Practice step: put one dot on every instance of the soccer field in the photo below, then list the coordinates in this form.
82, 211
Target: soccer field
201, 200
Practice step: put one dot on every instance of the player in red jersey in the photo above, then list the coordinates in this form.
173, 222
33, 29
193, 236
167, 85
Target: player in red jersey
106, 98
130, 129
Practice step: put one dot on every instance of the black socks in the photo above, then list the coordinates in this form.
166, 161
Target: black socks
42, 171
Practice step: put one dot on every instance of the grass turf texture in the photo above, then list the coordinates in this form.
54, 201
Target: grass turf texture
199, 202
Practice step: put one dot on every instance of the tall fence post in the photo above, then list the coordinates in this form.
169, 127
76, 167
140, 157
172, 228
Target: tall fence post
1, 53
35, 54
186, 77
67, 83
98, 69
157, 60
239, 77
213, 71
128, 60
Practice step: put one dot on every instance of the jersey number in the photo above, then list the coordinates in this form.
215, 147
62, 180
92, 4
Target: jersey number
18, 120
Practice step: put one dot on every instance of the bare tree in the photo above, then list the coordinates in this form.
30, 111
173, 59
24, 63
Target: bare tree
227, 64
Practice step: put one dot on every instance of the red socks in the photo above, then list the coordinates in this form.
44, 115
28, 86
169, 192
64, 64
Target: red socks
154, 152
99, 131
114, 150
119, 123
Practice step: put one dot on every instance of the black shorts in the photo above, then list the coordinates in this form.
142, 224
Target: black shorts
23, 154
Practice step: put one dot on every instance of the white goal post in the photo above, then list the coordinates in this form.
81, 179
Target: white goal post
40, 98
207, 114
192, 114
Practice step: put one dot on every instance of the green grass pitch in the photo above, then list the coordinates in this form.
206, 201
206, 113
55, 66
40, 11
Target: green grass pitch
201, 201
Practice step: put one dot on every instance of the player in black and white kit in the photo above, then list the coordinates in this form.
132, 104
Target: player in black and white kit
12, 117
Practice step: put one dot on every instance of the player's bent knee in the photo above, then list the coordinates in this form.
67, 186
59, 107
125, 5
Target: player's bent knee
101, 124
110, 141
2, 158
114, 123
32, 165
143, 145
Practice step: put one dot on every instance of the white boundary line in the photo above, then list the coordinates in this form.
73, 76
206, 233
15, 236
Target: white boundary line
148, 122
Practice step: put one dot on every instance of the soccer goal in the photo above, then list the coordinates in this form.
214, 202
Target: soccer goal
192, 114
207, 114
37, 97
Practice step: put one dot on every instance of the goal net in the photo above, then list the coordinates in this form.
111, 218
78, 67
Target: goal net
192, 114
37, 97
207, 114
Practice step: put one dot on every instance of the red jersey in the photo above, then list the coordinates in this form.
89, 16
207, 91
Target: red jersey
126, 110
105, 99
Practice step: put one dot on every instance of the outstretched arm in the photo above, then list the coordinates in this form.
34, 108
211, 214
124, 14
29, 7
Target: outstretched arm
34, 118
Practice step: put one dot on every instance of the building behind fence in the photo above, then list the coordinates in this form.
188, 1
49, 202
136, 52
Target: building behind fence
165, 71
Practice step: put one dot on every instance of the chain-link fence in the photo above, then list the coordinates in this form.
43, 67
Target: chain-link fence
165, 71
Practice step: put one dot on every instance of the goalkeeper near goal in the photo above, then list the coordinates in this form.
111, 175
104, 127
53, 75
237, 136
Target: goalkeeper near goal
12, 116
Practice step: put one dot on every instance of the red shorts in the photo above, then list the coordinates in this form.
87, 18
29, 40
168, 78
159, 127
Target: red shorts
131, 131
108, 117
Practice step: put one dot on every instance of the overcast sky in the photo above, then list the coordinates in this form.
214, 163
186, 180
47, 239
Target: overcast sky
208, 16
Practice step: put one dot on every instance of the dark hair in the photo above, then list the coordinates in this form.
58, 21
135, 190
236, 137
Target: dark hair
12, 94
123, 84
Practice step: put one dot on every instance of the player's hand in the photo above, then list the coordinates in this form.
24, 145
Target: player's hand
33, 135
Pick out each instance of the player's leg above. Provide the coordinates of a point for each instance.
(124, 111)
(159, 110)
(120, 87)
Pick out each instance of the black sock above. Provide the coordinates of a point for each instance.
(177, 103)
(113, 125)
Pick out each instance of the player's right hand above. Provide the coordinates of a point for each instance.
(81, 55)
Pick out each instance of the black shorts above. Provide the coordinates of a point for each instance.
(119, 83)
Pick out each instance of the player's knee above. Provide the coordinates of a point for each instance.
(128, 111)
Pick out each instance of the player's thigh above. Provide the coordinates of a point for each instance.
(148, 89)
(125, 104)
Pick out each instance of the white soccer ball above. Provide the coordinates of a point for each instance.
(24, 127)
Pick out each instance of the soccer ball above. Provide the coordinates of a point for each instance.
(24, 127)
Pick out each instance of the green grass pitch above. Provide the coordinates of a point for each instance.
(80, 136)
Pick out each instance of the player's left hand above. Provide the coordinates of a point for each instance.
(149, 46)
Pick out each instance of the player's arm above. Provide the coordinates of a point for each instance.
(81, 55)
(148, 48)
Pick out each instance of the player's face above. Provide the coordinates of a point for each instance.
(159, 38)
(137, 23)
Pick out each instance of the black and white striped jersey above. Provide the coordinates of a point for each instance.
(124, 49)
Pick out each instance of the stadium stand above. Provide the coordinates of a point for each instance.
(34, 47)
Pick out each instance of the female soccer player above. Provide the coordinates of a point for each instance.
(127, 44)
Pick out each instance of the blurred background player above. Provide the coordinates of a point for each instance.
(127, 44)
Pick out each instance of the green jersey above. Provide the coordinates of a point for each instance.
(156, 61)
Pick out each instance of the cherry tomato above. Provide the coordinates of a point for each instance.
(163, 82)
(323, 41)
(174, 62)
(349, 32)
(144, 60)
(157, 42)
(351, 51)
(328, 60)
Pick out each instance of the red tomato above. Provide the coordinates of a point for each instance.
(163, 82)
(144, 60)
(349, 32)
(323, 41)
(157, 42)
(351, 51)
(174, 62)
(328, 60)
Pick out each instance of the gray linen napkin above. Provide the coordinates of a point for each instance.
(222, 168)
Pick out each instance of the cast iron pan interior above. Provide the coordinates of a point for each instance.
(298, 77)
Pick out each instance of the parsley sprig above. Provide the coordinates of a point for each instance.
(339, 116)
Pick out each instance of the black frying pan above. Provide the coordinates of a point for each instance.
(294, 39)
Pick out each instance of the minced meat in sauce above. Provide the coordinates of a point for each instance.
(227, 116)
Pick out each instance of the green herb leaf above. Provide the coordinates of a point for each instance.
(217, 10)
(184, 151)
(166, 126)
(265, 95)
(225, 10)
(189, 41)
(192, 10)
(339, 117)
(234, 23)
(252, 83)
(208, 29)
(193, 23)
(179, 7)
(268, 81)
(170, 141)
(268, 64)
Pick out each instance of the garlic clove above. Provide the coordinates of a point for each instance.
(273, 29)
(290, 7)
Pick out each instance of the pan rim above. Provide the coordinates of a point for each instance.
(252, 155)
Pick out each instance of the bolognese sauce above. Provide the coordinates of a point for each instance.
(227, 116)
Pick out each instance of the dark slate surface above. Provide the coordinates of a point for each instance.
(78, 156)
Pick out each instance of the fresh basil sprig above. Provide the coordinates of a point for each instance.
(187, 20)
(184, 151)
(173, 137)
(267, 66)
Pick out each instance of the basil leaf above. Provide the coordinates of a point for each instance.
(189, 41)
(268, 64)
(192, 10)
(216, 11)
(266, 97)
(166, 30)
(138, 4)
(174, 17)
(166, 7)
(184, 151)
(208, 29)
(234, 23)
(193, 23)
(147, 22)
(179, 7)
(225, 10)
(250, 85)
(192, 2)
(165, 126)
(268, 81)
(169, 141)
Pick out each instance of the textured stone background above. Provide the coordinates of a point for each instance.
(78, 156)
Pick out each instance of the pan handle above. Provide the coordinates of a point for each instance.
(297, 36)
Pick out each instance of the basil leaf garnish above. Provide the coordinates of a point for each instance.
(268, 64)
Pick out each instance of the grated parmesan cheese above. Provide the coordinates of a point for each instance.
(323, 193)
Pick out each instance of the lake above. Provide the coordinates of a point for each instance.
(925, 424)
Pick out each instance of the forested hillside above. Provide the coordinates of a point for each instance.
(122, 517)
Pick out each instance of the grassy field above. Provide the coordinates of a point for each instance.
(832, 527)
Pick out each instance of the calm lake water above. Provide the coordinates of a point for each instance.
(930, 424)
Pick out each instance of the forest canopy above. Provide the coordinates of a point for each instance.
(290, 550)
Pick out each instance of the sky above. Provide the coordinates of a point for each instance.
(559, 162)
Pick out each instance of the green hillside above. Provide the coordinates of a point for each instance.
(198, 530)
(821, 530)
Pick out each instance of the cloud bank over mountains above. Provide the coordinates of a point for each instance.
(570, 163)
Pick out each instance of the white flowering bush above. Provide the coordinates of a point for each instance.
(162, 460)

------------------------------------

(Problem):
Recast the rows as a two-column CSV with the headers input and output, starting at the line that has "Pick out each instance of the grassy" and stopping after the last row. Give one CSV line per row, with its text and its answer each in a single quoted field and any line breaks turned into spaces.

(Full answer):
input,output
"Pick out each instance of the grassy field above. Provide the coordinates of a point for each instance.","(832, 527)"
"Pick out each instance of the calm lake water above. Provide the coordinates of a point for each instance.","(930, 424)"
"Pick out each instance of the forest canopy above. Provide the coordinates of a point for each instance.","(290, 550)"
"Pick out each instance of the sky above. Provide the coordinates of a point for each instance.","(559, 162)"
"Pick out each instance of the green hillside above. Provide the coordinates of a point for each instance.","(198, 530) (821, 530)"
"Pick out each instance of the cloud bank over mountains above. Provide the coordinates of a point for each instance.","(570, 163)"
"Pick out each instance of the white flowering bush above. Provide the coordinates of a point for each instance.","(162, 460)"